Assignment:
In this data, count the lines in which "above" appears and give only that number.
····················
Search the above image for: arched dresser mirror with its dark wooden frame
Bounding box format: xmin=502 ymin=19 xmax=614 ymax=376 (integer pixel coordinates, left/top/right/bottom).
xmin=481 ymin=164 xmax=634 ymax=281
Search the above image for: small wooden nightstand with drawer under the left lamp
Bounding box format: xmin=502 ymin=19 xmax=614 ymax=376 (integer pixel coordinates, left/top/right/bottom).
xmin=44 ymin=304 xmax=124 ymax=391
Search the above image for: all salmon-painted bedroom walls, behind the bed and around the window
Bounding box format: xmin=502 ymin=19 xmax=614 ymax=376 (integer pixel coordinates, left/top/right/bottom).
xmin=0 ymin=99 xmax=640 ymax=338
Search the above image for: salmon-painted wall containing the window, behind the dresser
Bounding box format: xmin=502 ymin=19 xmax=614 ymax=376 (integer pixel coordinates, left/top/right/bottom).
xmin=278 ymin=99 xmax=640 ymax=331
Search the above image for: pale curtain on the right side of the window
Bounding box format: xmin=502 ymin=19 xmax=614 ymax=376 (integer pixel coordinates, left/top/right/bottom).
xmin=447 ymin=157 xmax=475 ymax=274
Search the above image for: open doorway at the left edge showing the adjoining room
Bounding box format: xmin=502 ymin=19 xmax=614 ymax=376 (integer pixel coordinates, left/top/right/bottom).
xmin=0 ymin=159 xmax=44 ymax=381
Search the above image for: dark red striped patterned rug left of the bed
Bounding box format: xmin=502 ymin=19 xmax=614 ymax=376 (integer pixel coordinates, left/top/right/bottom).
····················
Written solution:
7